About this exercise: From the line that contains "Target: interior door latch" to the end of the entries, write out every line exactly, including both ends, and nothing more.

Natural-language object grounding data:

========

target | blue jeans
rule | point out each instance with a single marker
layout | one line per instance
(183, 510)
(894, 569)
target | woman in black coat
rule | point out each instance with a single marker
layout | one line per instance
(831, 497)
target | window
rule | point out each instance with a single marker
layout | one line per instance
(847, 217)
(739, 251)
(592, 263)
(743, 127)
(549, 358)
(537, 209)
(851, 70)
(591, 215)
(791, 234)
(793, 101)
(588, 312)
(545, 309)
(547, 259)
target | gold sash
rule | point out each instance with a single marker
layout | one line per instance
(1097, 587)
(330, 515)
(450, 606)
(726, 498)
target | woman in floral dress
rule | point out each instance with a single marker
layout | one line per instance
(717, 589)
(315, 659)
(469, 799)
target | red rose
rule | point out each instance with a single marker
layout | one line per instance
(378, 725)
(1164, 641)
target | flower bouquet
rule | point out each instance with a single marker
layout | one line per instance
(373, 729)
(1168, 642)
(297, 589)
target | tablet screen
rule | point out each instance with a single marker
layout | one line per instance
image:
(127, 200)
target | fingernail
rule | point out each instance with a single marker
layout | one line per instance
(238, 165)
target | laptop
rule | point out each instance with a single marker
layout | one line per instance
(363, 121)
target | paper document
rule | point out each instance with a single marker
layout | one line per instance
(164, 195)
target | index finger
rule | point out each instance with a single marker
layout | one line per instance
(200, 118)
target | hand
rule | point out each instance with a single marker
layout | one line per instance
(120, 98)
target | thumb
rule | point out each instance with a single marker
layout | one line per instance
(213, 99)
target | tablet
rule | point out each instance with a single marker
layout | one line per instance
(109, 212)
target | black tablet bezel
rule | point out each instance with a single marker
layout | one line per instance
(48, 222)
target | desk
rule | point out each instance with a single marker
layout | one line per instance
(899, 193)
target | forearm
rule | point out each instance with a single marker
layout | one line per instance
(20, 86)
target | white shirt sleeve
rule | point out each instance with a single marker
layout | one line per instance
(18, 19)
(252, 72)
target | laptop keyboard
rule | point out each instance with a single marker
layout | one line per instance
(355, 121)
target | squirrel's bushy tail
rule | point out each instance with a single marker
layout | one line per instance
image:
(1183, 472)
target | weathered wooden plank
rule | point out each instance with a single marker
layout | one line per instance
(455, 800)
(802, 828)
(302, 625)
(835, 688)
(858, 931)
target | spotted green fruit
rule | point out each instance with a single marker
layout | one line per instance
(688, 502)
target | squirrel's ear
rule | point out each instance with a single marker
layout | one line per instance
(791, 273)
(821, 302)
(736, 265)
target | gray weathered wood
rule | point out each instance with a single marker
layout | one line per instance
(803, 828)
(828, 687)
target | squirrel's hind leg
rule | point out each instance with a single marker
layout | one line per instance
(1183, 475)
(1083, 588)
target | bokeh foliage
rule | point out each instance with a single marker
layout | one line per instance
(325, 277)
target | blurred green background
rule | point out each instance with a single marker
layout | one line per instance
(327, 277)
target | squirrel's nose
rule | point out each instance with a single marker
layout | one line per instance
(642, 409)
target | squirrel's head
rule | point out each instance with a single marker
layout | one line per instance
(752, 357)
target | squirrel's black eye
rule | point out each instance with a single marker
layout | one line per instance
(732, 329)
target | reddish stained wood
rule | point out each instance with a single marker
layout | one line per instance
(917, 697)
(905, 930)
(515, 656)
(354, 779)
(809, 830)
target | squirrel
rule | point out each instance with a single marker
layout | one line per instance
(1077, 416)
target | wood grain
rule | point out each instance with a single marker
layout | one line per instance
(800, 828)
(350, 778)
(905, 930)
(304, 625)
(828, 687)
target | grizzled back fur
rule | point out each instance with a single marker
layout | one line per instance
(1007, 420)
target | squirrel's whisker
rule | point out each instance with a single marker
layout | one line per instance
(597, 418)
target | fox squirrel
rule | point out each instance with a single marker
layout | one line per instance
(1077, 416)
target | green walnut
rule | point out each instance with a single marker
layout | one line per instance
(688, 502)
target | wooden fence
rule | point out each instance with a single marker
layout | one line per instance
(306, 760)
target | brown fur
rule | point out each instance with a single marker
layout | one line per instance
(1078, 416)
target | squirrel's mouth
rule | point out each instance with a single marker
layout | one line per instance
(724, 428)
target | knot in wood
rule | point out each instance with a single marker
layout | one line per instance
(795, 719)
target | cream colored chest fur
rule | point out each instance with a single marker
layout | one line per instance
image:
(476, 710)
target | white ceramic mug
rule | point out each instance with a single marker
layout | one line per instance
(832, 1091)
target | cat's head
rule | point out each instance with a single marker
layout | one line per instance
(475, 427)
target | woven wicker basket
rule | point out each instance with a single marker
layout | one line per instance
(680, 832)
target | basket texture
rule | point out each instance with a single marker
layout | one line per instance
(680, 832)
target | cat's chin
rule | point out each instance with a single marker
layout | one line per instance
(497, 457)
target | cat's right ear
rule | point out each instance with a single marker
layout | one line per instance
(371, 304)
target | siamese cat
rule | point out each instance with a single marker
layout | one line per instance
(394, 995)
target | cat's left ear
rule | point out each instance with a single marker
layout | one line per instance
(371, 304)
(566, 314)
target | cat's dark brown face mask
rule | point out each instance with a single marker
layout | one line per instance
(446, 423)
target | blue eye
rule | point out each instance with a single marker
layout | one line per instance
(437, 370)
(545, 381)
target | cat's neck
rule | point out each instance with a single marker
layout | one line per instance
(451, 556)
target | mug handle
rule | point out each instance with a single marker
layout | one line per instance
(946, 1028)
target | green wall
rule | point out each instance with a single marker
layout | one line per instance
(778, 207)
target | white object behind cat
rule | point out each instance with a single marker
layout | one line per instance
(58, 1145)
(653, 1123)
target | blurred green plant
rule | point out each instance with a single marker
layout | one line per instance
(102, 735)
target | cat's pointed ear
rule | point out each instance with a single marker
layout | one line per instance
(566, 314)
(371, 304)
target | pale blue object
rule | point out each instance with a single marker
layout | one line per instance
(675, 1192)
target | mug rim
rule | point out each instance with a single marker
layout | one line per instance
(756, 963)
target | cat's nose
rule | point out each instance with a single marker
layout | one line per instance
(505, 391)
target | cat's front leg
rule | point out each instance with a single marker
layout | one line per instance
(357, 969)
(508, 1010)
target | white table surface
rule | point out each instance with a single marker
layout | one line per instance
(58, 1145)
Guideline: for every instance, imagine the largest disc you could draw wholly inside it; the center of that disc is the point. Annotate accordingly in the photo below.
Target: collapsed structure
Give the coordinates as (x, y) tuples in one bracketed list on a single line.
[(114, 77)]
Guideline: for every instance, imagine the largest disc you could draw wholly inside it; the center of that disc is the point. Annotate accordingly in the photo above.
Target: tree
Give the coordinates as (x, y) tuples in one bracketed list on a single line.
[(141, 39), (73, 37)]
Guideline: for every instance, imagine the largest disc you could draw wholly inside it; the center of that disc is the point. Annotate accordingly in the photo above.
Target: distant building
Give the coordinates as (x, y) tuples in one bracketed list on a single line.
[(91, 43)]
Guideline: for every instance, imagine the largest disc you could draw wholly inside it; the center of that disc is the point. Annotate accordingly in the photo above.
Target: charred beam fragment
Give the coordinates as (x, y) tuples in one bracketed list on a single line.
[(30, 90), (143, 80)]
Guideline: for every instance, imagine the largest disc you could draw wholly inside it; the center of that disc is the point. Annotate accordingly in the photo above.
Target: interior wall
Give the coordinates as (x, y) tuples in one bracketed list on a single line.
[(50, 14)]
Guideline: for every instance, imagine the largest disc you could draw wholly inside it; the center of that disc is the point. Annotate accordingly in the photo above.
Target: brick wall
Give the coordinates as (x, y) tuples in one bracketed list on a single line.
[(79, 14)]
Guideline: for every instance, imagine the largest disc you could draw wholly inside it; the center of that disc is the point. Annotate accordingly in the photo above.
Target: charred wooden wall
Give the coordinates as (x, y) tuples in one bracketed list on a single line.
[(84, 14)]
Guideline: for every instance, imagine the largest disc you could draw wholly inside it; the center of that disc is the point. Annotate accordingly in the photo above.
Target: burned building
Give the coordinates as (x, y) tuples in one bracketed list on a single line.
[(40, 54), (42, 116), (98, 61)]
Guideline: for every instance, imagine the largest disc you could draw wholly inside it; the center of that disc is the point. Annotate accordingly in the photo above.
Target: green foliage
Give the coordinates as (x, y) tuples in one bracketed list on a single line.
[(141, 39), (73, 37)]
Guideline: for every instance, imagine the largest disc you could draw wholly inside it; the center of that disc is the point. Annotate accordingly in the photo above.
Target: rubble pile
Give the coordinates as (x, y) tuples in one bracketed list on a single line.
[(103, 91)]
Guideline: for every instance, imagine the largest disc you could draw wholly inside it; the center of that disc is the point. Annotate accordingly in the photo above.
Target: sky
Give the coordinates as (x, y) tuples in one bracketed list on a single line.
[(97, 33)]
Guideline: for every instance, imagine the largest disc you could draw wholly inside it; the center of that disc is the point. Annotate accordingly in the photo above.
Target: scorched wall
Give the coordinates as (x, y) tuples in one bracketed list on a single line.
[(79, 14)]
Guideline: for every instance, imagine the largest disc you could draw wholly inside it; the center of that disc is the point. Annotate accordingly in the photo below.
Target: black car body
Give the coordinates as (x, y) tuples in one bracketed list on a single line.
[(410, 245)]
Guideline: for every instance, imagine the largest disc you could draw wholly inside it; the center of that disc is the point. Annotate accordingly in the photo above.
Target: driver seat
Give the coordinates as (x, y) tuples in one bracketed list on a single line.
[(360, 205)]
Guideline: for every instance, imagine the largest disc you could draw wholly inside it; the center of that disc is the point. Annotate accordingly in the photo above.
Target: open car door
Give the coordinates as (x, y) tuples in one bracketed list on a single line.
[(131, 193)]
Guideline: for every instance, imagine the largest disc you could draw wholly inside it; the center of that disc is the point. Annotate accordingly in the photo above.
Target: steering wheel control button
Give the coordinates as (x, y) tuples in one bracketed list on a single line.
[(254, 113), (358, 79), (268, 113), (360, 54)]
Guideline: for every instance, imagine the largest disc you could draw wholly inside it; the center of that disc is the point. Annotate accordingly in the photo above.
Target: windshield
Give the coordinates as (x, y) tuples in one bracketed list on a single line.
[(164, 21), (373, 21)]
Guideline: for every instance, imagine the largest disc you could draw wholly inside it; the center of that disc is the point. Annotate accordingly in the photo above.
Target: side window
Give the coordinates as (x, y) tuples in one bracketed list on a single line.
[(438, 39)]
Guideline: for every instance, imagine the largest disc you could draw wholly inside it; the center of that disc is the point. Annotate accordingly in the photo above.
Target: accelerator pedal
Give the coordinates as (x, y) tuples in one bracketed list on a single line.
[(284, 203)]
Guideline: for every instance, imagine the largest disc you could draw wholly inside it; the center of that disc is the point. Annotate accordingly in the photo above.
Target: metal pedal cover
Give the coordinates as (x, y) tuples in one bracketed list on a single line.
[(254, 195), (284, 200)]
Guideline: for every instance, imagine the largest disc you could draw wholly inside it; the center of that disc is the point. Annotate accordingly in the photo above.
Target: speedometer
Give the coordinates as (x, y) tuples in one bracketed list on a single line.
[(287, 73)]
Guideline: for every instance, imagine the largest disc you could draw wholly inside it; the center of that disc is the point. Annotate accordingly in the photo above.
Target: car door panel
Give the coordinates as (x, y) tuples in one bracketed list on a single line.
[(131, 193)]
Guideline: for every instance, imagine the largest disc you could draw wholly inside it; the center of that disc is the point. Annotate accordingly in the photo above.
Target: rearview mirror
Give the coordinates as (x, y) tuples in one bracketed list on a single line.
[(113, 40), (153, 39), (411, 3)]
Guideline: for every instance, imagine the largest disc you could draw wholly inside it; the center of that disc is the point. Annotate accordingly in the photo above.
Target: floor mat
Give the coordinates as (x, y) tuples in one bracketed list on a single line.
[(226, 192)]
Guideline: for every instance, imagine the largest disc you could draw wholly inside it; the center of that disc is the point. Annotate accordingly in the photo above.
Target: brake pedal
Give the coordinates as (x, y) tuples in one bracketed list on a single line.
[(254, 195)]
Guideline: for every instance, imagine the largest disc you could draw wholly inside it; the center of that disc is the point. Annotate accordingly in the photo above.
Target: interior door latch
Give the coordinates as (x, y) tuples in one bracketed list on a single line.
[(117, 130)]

========

Output for this exercise:
Target: interior door latch
Give the coordinates as (x, y) tuples in one bracketed list on a single line.
[(117, 130)]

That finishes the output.